#### [Written exercise]
Gather every line in the data below that contains the word "tree" and copy each one in full. The match is case-sensitive.

#### [Exercise inputs]
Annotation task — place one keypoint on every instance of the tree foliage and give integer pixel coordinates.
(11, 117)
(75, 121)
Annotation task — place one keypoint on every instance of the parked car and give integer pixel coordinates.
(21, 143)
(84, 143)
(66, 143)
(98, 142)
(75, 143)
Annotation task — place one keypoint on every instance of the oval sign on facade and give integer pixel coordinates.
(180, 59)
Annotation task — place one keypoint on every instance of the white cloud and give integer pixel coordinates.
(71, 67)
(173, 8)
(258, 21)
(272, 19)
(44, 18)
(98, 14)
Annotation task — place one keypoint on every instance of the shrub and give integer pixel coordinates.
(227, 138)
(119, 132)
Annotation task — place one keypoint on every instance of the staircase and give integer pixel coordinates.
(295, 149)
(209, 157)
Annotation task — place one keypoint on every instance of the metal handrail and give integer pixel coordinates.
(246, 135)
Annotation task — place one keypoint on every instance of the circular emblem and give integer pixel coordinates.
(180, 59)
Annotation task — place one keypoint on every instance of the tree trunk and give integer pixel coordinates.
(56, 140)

...

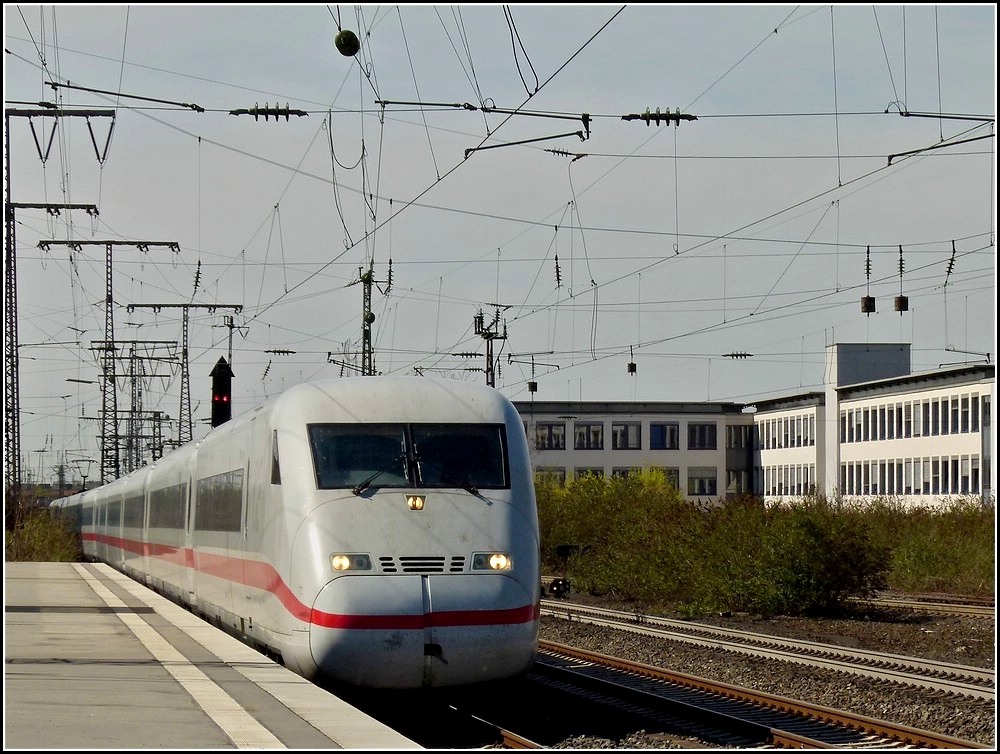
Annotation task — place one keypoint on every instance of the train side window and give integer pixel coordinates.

#### [Reply]
Annotation task — place one keypoint on every instance of the tree foliage and give integer pixel coordinates.
Annotation task — place one keypoint on every instance of the tree trunk and give integer pixel coordinates.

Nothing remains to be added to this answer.